Korona salgını Türkiye’deki gıda krizini görünür kıldı
ÖZGÜR ÜLKE- Türkiye Covid 19 krizine, uzun süreli bir tarım krizinin sonunda yakalanmıştır. Bunun yerel/ulusal nedenleri olduğu gibi, asıl olarak, kapitalizmin neoliberal dönüşümünün çevre ülkelere dayattığı yeni işbölümünün yarattığı etkiler belirleyici olmuştur.
Sözü edilen yeni işbölümü, tarımsal hammadde üretimi boyutunda, merkez ülkelere sermaye, çevre ülkelere ise emek mallarında üretici olma rolü biçmektedir. Bu bağlamda özellikle tahıllar ve yağ bitkilerinde merkez ülkeler, yaş meyve ve sebze üretiminde ise çevre ülkeler “ihtisaslaşmaktadırlar”. Türkiye’nin son çeyrek yüzyıllık tarımsal üretim desenine bakıldığında, bu etkinin izleri kolayca gözlenebilmekte; tahıllar, yağ bitkileri ve meyve sebze ekim alanı, üretim, ithalat değerleri bu eğilimi ortaya koymaktadır.

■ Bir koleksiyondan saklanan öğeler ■
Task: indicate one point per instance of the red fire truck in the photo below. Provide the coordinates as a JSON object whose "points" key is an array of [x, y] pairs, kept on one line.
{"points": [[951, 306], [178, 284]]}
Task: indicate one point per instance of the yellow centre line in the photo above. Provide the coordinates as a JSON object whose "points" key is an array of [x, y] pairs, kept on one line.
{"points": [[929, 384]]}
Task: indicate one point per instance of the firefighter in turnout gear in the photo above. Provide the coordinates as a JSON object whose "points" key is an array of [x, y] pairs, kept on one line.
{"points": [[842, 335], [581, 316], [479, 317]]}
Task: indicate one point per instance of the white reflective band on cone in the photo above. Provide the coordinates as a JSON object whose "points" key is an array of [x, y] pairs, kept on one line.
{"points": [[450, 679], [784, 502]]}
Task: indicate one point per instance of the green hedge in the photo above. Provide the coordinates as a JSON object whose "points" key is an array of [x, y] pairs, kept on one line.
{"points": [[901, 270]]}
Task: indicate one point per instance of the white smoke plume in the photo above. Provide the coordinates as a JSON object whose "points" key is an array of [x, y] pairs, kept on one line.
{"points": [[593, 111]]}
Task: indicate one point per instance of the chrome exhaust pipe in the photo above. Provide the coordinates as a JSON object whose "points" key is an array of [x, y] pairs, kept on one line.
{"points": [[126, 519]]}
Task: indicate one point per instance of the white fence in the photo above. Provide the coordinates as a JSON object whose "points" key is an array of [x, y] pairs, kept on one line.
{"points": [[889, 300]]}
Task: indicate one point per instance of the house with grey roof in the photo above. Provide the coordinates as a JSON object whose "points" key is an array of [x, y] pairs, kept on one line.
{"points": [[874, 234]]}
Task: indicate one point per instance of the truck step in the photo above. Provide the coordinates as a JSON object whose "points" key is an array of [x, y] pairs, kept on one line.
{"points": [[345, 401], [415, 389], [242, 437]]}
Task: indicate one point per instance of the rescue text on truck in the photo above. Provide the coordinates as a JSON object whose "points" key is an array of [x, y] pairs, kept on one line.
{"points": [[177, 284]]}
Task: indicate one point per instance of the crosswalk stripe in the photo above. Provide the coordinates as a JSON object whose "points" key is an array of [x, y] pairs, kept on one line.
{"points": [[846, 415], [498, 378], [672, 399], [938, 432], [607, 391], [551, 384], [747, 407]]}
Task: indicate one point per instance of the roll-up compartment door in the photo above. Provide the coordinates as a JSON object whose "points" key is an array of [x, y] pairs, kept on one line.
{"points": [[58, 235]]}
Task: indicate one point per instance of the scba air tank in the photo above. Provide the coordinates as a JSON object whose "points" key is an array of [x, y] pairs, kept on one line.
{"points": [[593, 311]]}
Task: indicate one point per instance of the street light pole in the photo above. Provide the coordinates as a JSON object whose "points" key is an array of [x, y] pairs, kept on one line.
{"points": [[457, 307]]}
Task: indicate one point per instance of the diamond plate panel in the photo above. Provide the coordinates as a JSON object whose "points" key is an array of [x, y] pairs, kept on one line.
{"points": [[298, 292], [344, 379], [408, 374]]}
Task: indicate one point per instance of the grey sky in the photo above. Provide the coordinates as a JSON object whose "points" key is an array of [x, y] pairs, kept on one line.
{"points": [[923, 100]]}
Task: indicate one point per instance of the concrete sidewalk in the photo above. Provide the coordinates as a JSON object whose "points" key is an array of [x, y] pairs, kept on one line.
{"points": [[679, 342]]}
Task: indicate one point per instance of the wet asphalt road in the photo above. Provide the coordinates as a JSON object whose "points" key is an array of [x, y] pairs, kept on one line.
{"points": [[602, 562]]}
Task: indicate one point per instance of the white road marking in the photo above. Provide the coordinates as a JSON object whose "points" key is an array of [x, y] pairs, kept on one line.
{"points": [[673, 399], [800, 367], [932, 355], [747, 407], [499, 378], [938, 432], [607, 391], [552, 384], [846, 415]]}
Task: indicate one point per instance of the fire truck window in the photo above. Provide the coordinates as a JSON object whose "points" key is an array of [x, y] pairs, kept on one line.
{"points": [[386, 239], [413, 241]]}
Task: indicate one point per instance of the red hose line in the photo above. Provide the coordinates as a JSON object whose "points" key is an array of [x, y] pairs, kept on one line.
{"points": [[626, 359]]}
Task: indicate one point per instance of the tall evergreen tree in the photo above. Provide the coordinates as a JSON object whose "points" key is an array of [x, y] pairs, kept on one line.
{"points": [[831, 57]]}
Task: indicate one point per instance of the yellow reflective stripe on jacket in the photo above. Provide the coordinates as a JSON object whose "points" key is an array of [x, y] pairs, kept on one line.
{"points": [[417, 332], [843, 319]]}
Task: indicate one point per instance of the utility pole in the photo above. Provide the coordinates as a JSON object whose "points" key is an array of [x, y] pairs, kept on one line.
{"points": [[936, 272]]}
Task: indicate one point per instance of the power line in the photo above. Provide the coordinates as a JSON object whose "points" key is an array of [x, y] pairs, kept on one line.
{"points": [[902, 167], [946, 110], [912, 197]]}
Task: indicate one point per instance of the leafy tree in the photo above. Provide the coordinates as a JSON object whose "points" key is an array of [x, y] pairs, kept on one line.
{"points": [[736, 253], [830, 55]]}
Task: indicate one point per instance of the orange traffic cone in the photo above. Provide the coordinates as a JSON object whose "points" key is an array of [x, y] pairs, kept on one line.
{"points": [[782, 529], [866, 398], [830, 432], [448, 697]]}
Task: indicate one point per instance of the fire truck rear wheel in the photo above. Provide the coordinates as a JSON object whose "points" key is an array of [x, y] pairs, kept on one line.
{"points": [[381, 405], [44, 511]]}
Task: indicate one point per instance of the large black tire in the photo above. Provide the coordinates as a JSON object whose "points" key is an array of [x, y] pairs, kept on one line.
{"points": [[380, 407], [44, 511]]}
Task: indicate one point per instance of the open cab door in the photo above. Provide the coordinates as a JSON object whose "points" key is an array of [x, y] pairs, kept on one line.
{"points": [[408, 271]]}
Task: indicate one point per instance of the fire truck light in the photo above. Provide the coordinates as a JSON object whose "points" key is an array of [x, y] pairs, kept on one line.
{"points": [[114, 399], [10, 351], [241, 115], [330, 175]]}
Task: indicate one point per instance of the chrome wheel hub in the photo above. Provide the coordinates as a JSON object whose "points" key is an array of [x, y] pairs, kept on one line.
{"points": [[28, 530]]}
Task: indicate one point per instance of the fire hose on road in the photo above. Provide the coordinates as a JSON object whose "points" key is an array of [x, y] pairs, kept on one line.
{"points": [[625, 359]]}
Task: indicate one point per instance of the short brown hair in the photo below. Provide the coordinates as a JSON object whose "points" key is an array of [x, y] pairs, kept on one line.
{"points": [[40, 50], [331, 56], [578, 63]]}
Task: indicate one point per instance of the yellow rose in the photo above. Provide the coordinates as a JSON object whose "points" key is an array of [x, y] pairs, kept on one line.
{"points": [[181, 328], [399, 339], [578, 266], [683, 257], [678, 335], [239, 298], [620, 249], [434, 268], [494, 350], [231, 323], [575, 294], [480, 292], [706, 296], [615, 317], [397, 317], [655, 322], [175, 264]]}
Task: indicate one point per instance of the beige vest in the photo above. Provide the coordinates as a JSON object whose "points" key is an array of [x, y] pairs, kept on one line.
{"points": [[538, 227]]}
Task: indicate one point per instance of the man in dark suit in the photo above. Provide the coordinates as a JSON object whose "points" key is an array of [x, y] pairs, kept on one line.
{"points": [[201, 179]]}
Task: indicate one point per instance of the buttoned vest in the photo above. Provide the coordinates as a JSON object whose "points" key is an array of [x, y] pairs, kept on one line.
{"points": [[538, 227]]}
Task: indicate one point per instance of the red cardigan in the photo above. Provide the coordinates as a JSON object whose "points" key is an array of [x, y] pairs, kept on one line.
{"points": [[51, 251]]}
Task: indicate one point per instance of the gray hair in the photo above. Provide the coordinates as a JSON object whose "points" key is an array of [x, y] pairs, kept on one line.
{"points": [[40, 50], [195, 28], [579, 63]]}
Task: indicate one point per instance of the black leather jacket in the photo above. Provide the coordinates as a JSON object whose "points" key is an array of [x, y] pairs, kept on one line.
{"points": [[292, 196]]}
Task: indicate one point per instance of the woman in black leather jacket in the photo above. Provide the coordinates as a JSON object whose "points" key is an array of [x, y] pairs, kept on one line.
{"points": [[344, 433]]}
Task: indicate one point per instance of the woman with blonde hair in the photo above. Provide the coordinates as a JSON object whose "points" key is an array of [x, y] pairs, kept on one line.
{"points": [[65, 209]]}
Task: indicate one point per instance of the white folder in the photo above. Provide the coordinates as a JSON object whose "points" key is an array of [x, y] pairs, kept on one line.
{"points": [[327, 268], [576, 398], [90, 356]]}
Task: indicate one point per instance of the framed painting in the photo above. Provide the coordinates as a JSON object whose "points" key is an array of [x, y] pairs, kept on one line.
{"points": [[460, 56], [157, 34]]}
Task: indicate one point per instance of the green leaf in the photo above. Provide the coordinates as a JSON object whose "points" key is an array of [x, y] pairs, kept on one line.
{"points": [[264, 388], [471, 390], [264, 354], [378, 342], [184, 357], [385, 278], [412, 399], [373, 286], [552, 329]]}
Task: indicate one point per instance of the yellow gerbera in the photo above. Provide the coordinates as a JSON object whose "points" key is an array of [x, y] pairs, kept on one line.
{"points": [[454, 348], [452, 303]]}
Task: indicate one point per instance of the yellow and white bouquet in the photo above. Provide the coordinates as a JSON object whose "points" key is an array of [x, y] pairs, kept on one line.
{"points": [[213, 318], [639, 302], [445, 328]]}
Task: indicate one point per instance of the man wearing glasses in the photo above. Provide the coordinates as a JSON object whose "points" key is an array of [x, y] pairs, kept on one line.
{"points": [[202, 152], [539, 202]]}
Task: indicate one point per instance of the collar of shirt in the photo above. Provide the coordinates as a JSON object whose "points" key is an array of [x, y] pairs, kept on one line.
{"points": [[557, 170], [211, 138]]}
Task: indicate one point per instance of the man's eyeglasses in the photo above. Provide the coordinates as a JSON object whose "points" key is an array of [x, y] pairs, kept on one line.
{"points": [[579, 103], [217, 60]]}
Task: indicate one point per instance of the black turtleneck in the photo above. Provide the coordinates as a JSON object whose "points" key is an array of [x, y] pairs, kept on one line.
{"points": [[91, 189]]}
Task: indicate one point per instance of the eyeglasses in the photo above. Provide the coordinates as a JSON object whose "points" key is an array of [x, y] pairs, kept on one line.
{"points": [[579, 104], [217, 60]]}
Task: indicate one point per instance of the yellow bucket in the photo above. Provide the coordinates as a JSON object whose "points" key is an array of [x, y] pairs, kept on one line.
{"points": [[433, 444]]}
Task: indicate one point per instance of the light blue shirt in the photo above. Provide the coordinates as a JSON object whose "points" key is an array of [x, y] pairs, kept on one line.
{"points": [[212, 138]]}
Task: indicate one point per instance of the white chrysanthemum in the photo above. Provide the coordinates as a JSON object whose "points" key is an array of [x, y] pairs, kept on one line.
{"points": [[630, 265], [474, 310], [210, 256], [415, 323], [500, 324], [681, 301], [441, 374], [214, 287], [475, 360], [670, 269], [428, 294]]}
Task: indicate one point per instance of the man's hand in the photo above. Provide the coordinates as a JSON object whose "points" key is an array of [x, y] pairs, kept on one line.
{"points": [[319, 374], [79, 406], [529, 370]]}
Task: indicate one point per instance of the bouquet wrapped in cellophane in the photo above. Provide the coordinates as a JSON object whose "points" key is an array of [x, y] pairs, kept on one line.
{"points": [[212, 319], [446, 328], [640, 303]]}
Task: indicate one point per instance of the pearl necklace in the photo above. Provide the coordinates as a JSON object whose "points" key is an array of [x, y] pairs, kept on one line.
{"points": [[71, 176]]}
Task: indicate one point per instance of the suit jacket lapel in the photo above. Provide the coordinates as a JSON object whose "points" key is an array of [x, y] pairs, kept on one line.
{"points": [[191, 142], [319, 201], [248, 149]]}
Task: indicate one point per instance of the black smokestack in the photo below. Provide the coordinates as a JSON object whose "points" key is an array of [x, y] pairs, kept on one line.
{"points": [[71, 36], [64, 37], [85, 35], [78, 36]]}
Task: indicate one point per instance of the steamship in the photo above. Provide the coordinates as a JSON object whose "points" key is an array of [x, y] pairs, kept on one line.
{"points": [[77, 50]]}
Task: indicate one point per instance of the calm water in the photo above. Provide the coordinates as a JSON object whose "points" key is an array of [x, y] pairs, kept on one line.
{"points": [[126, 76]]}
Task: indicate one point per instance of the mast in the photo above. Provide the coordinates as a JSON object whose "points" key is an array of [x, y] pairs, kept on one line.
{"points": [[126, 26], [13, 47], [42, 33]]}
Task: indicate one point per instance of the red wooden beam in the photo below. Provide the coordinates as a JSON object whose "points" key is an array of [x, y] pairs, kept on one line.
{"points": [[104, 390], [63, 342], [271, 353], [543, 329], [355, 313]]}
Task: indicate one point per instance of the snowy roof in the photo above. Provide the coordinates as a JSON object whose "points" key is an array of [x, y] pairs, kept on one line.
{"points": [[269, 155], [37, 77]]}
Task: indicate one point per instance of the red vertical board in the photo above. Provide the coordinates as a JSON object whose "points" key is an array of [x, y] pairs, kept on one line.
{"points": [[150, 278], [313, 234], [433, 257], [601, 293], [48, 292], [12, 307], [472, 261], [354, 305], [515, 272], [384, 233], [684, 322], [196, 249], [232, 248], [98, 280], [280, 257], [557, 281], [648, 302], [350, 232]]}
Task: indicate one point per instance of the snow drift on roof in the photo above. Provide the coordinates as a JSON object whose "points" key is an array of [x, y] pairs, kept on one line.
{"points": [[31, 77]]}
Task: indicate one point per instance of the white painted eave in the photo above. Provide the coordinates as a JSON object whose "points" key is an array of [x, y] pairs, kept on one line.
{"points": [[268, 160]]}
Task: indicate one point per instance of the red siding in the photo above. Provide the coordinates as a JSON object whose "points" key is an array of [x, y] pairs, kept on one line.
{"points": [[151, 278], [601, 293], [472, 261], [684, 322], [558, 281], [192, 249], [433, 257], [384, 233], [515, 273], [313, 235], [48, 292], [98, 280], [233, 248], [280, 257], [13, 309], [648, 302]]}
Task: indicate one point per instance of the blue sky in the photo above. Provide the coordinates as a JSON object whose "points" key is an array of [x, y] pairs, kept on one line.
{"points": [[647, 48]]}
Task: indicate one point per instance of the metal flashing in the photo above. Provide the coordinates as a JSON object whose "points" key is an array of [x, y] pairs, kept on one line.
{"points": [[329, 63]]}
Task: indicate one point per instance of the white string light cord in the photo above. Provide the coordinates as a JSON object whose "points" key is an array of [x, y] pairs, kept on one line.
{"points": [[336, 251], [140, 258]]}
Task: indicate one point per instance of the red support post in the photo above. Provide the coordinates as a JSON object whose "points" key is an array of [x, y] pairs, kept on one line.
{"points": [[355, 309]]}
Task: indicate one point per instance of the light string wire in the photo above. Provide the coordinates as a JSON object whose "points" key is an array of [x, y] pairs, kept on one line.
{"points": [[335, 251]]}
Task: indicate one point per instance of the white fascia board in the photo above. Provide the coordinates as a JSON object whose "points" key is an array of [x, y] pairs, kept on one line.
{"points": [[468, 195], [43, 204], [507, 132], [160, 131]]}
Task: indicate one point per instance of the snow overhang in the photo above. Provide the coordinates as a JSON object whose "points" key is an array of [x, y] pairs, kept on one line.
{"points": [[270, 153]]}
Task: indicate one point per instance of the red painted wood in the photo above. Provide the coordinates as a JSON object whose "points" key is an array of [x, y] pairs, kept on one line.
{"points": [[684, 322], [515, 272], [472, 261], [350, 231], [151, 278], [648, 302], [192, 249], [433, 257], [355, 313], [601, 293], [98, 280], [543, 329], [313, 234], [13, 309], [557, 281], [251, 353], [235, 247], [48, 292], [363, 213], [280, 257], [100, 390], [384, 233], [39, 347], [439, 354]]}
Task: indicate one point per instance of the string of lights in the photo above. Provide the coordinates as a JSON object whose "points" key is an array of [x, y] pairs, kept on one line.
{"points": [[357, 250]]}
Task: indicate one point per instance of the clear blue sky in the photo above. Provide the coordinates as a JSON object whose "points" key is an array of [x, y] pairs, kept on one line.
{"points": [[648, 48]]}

■ Yapılacak görevler ■
- 1) Gıda krizi metnine göre yeni işbölümünde çevre ülkeler hangi üretimde "ihtisaslaşmaktadır"?
- 2) Gıda krizi metninde "Korona salgını Türkiye’deki" ile başlayıp "etkiler belirleyici olmuştur." ile biten bölümü, "kapitalizmin" yerine "küresel ekonominin" koyarak yeniden yazın.

■ Tamamlanan alıştırma ■
- 1) Yaş meyve ve sebze üretiminde.

- 2)
Korona salgını Türkiye’deki gıda krizini görünür kıldı
ÖZGÜR ÜLKE- Türkiye Covid 19 krizine, uzun süreli bir tarım krizinin sonunda yakalanmıştır. Bunun yerel/ulusal nedenleri olduğu gibi, asıl olarak, küresel ekonominin neoliberal dönüşümünün çevre ülkelere dayattığı yeni işbölümünün yarattığı etkiler belirleyici olmuştur.